**Dataset content:**
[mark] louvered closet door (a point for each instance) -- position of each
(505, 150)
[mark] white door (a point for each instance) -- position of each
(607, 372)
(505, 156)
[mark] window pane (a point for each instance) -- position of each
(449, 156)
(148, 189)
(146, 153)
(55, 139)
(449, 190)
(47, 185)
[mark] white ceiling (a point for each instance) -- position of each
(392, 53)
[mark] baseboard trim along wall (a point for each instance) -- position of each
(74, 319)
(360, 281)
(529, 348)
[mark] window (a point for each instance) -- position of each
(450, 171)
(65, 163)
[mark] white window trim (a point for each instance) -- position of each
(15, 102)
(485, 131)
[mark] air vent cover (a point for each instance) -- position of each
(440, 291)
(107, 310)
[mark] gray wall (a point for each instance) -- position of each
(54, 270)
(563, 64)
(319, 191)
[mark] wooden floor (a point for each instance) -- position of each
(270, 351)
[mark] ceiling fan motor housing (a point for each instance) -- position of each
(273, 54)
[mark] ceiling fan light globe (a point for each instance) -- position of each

**Your instructions:**
Every record shown above should be written out again exactly.

**Reply:**
[mark] louvered closet door (a point for each instance) -- position of each
(505, 150)
[mark] white door (a point for each instance) -- position of each
(607, 372)
(505, 156)
[mark] window pane (a point for each instance) -- position of each
(449, 156)
(148, 189)
(146, 153)
(55, 139)
(449, 190)
(47, 185)
[mark] white ceiling (a point for each instance) -- position of each
(392, 53)
[mark] baseboard trim along wall (a point for each instance) -- position of each
(74, 319)
(360, 281)
(529, 348)
[mark] window (a point for each instance) -- position of each
(450, 171)
(65, 163)
[mark] white window trim (a point for each instance) -- position of each
(15, 102)
(485, 131)
[mark] air vent cover (a point for each instance) -- position of each
(440, 291)
(107, 310)
[mark] gray wall (a point for each instance) -- position of each
(54, 270)
(563, 64)
(319, 191)
[mark] wooden floor (a point for each instance) -- position of each
(270, 351)
[mark] ceiling fan motor housing (a point for each instance) -- position of each
(273, 54)
[mark] ceiling fan light globe (a point for each instance) -- position of each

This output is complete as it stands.